Aim of the task. Please write each record out again word for word.

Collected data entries
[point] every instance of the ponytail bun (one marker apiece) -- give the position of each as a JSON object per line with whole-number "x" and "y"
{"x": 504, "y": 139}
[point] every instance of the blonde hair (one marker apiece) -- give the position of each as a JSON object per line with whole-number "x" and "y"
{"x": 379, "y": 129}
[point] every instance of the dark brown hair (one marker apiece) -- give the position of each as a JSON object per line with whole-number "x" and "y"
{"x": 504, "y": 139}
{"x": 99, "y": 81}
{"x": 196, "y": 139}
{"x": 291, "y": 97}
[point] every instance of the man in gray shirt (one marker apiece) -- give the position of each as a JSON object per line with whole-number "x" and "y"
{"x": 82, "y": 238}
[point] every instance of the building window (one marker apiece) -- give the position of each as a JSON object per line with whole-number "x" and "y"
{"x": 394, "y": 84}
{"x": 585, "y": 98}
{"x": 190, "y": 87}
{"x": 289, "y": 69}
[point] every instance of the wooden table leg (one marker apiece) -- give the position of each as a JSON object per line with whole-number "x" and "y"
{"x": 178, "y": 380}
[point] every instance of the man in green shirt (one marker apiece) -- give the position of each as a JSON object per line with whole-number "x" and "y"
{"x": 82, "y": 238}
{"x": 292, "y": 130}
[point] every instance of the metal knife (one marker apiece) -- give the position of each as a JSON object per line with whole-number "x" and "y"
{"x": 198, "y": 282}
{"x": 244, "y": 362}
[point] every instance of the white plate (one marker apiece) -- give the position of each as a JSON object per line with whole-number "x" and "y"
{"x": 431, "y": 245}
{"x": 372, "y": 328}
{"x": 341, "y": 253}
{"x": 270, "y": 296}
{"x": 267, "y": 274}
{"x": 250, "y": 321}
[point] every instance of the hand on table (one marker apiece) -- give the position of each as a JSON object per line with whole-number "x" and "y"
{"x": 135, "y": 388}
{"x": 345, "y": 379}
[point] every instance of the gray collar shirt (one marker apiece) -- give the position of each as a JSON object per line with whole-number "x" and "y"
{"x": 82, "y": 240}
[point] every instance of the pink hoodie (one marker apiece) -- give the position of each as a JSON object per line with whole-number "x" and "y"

Answer.
[point] every instance of the ponytail bun (one marker apiece) -- give the position of each as a JSON object per line with whole-number "x" and "y"
{"x": 504, "y": 139}
[point] every instance of the blonde hair (one marker apiece) -- give the position of each as a JSON object per line with whole-number "x" and "y"
{"x": 379, "y": 129}
[point] every instance of the dark brown hair (one marker apiece) -- give the position of each as a JSON object per line with whole-number "x" and "y"
{"x": 504, "y": 139}
{"x": 99, "y": 81}
{"x": 196, "y": 139}
{"x": 291, "y": 97}
[point] every instance of the man in gray shirt (one marker apiece) -- give the position of each as a JSON object per line with whole-number "x" and "y"
{"x": 82, "y": 238}
[point] every instance of the building window (one marker apiece) -- give the position of each as a JSON object per line with whole-number "x" and "y"
{"x": 394, "y": 84}
{"x": 585, "y": 98}
{"x": 190, "y": 87}
{"x": 289, "y": 69}
[point] every instance of the wooden table leg (one marker apiece) -- give the position of each as a JSON object per line with whole-number "x" and "y"
{"x": 178, "y": 380}
[point] every instance of the man in green shirt (one marker apiece) -- give the position of each as a JSON object per line with whole-number "x" and "y"
{"x": 82, "y": 238}
{"x": 292, "y": 130}
[point] every instance of the metal knife (one marker apiece) -- give the position of each as a JSON object per line with whole-number "x" and "y"
{"x": 198, "y": 282}
{"x": 244, "y": 362}
[point] every instance of the white plate (one marker apiece) -- give the position of each as a JSON object per line with whole-number "x" and "y"
{"x": 431, "y": 245}
{"x": 372, "y": 328}
{"x": 341, "y": 253}
{"x": 270, "y": 296}
{"x": 267, "y": 274}
{"x": 250, "y": 321}
[point] every instance of the hand on table (one marker apiece) -- give the position of each as a JSON object per line with whole-number "x" and "y"
{"x": 135, "y": 388}
{"x": 345, "y": 379}
[point] every instance of the gray collar shirt (one marker apiece) -- give the position of each as a JSON object per line with whole-number "x" and "y"
{"x": 82, "y": 240}
[point] every instance of the pink hoodie (one marker apiece) -- give the position of each as a JSON object per line with whole-number "x" and "y"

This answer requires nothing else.